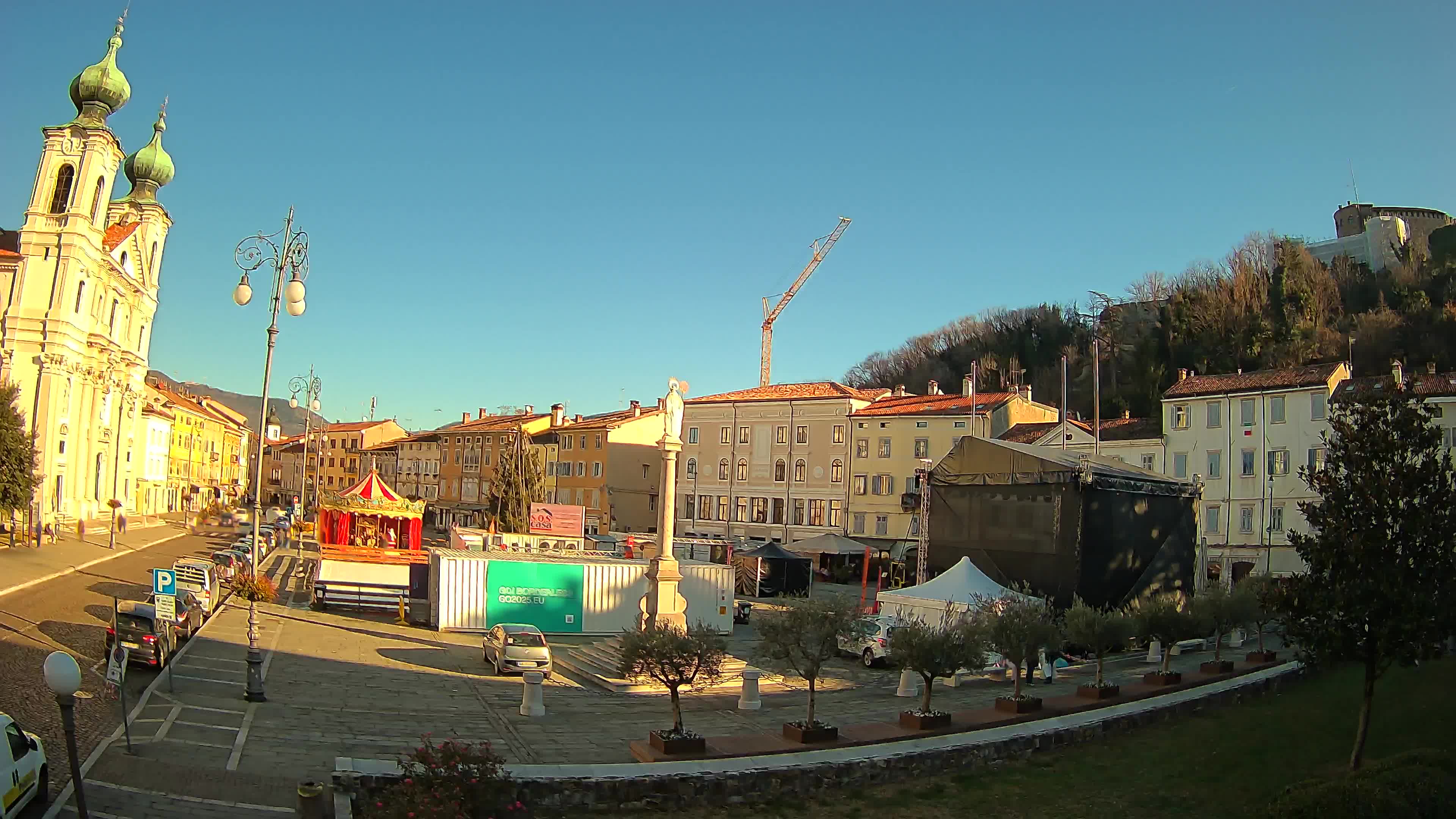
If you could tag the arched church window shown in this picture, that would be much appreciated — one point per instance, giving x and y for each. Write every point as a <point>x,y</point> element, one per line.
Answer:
<point>97,215</point>
<point>62,196</point>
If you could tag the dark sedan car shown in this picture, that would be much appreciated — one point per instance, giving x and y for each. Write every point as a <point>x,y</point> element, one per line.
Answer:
<point>139,632</point>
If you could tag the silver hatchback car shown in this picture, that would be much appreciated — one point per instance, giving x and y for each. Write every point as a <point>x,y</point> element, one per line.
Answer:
<point>516,648</point>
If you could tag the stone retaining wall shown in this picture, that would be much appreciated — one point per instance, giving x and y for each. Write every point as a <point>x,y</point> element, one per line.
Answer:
<point>809,774</point>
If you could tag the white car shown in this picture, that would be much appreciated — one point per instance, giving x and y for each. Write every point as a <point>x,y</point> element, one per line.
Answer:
<point>874,643</point>
<point>24,770</point>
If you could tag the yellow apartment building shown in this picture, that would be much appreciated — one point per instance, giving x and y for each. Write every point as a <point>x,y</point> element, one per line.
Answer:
<point>609,464</point>
<point>893,435</point>
<point>769,463</point>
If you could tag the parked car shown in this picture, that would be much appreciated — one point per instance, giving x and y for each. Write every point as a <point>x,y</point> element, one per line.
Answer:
<point>873,646</point>
<point>518,648</point>
<point>24,772</point>
<point>201,577</point>
<point>190,615</point>
<point>149,642</point>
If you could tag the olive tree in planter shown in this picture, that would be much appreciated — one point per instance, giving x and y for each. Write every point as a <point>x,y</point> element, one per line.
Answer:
<point>1265,594</point>
<point>941,649</point>
<point>1100,632</point>
<point>1018,627</point>
<point>799,639</point>
<point>1222,611</point>
<point>675,658</point>
<point>1168,620</point>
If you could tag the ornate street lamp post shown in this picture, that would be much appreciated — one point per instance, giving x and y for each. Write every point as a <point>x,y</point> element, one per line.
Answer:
<point>287,253</point>
<point>63,677</point>
<point>311,387</point>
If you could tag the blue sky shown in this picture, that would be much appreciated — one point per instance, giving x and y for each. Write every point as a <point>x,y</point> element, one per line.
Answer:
<point>573,202</point>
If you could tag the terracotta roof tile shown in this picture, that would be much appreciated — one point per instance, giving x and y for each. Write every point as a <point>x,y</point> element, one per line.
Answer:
<point>792,392</point>
<point>954,404</point>
<point>117,234</point>
<point>1429,385</point>
<point>1288,378</point>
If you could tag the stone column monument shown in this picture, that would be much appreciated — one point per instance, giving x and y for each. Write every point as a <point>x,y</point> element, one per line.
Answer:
<point>663,605</point>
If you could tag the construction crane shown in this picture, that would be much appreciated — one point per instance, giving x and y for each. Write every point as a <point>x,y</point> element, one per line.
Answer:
<point>820,248</point>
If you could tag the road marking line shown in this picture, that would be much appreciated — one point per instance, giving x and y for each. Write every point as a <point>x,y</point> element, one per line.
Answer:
<point>166,725</point>
<point>196,742</point>
<point>209,679</point>
<point>242,738</point>
<point>207,726</point>
<point>194,799</point>
<point>88,565</point>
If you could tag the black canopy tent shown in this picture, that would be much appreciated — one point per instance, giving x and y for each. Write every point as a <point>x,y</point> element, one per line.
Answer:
<point>1064,522</point>
<point>771,570</point>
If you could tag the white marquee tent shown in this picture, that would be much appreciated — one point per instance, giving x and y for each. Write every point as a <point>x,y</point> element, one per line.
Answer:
<point>959,585</point>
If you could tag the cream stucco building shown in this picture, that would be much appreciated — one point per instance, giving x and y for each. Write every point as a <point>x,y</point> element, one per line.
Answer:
<point>81,292</point>
<point>768,464</point>
<point>1246,436</point>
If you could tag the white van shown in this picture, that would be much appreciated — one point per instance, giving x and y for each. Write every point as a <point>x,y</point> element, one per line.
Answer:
<point>200,576</point>
<point>24,772</point>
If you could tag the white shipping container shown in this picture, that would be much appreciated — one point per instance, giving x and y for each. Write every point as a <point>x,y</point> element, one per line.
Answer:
<point>610,595</point>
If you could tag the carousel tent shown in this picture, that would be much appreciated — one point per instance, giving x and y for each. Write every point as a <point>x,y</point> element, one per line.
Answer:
<point>370,513</point>
<point>960,585</point>
<point>772,570</point>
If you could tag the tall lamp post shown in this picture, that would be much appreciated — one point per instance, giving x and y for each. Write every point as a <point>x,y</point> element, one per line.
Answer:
<point>311,387</point>
<point>63,677</point>
<point>287,253</point>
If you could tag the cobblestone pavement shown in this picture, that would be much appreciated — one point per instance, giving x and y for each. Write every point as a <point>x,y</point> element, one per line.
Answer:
<point>71,614</point>
<point>357,686</point>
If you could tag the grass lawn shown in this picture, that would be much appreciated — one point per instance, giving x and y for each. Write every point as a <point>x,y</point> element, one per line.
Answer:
<point>1227,763</point>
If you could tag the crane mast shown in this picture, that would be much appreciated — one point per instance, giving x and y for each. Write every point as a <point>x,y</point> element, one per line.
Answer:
<point>820,248</point>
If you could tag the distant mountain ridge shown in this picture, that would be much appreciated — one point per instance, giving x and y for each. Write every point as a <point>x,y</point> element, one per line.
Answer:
<point>289,419</point>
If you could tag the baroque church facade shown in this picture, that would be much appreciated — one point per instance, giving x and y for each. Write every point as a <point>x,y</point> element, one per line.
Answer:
<point>81,293</point>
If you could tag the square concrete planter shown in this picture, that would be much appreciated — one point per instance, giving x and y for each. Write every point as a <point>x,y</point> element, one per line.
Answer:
<point>679,744</point>
<point>1024,706</point>
<point>819,734</point>
<point>925,722</point>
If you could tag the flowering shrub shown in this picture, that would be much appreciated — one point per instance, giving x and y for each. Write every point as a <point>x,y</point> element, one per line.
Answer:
<point>452,780</point>
<point>255,588</point>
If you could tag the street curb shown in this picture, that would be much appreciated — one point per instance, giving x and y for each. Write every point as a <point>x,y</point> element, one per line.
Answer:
<point>88,565</point>
<point>59,803</point>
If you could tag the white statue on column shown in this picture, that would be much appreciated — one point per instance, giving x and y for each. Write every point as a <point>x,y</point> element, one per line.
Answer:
<point>663,605</point>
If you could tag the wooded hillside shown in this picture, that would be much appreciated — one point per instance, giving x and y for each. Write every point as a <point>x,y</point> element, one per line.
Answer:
<point>1267,304</point>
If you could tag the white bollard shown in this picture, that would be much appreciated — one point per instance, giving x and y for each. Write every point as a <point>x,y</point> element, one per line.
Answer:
<point>532,704</point>
<point>1155,652</point>
<point>749,697</point>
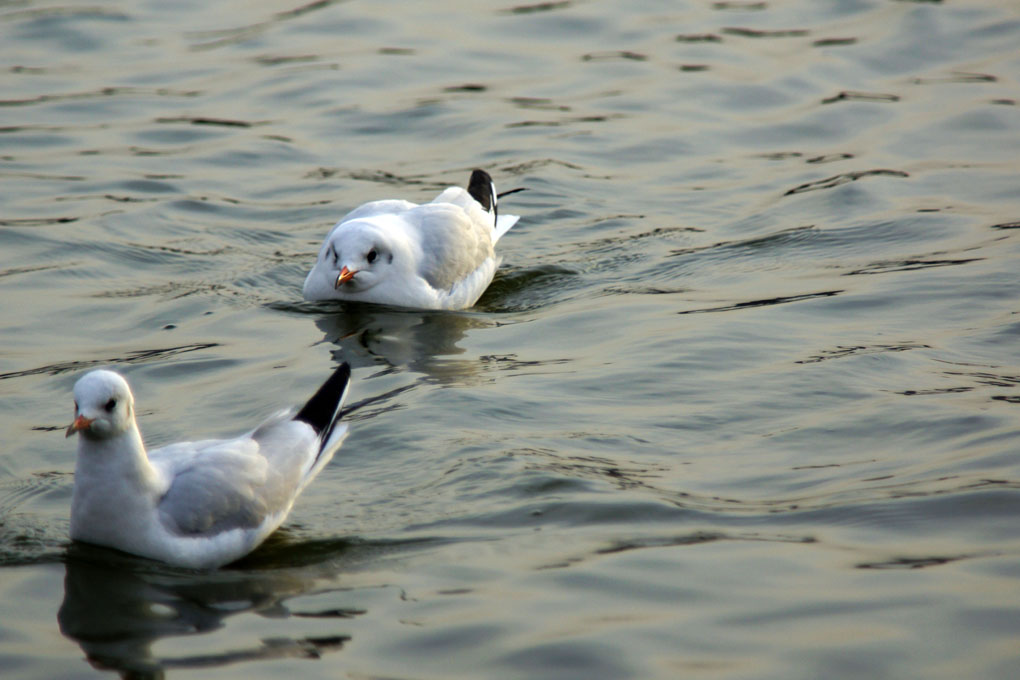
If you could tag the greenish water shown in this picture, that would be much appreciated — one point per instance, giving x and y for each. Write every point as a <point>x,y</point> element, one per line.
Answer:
<point>743,401</point>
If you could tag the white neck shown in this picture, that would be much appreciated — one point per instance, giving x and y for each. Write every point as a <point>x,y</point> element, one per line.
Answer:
<point>114,485</point>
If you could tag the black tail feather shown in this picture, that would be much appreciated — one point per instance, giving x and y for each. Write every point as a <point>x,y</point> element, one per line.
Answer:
<point>481,189</point>
<point>511,191</point>
<point>322,410</point>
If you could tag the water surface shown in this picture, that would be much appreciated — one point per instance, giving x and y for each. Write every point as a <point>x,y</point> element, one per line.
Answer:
<point>742,401</point>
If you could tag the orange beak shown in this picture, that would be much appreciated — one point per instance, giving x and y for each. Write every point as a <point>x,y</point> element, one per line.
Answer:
<point>345,275</point>
<point>80,424</point>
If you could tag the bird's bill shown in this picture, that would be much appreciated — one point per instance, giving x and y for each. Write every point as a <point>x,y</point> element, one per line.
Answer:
<point>345,275</point>
<point>80,424</point>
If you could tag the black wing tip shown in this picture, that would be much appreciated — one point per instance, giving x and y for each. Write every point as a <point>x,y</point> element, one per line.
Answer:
<point>481,189</point>
<point>322,410</point>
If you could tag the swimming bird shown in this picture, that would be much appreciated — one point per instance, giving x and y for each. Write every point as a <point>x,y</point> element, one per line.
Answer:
<point>437,255</point>
<point>194,504</point>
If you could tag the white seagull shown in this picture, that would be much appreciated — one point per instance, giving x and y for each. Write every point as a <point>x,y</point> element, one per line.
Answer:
<point>437,255</point>
<point>194,504</point>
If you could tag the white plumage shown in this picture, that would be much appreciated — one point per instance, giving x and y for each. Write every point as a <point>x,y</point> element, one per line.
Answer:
<point>194,504</point>
<point>437,255</point>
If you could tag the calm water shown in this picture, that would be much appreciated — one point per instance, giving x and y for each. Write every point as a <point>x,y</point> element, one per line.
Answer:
<point>744,400</point>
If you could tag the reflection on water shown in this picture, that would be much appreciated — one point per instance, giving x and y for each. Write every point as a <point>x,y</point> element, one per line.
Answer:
<point>116,607</point>
<point>374,335</point>
<point>741,401</point>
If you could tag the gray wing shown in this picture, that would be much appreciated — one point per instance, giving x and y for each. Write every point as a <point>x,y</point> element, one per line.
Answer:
<point>385,207</point>
<point>236,483</point>
<point>454,245</point>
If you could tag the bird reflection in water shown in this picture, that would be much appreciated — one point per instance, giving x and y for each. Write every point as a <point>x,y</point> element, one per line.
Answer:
<point>117,607</point>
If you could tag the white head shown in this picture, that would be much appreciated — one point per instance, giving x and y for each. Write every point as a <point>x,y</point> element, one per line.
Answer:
<point>104,406</point>
<point>358,256</point>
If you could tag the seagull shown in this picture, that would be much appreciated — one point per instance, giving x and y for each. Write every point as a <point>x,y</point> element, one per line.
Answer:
<point>199,505</point>
<point>437,255</point>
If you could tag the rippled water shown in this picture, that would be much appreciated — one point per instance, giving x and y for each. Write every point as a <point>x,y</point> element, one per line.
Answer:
<point>744,400</point>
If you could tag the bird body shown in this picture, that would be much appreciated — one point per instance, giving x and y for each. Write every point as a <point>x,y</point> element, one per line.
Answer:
<point>197,504</point>
<point>438,255</point>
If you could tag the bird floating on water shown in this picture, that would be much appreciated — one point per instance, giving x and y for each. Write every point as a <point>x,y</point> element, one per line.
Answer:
<point>437,255</point>
<point>194,504</point>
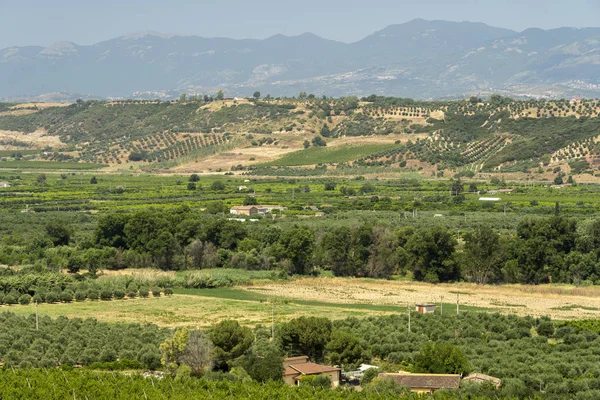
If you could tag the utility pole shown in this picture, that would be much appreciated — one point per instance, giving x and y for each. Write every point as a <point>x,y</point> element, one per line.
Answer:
<point>457,303</point>
<point>272,321</point>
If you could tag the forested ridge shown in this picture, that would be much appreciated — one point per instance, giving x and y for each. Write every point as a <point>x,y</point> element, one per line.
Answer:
<point>497,134</point>
<point>552,249</point>
<point>532,356</point>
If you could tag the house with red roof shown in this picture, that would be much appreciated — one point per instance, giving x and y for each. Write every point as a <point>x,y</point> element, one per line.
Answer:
<point>294,368</point>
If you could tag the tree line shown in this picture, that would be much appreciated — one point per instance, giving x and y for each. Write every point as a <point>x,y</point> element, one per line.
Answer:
--*--
§ **WORK TO COMPLETE**: Turn the entries above, from the start through the line containing "<point>516,648</point>", into a two-column CSV with the headers request and answer. Each row should hold one request and its answer, each in a single quoted field with line breaks replaced by spaces, and the pictures should be left out.

§ **SOLUTION**:
request,answer
"If you could tag the arched church window shown in this picture, that would be much appreciated — one point per instance, giving x and y for each. Write every point as a <point>x,y</point> element, one per line. Answer:","<point>97,215</point> <point>62,196</point>"
"If you could tag the dark sedan car shown in this picture, that would be much appreciated — one point per instance, giving x and y for each. Write every point as a <point>x,y</point> element, one per line. Answer:","<point>139,632</point>"
"If you could tag the silver hatchback car shown in this picture, that would be much appreciated — one point per instance, giving x and y for each. Write every point as a <point>x,y</point> element, one per line. Answer:","<point>516,648</point>"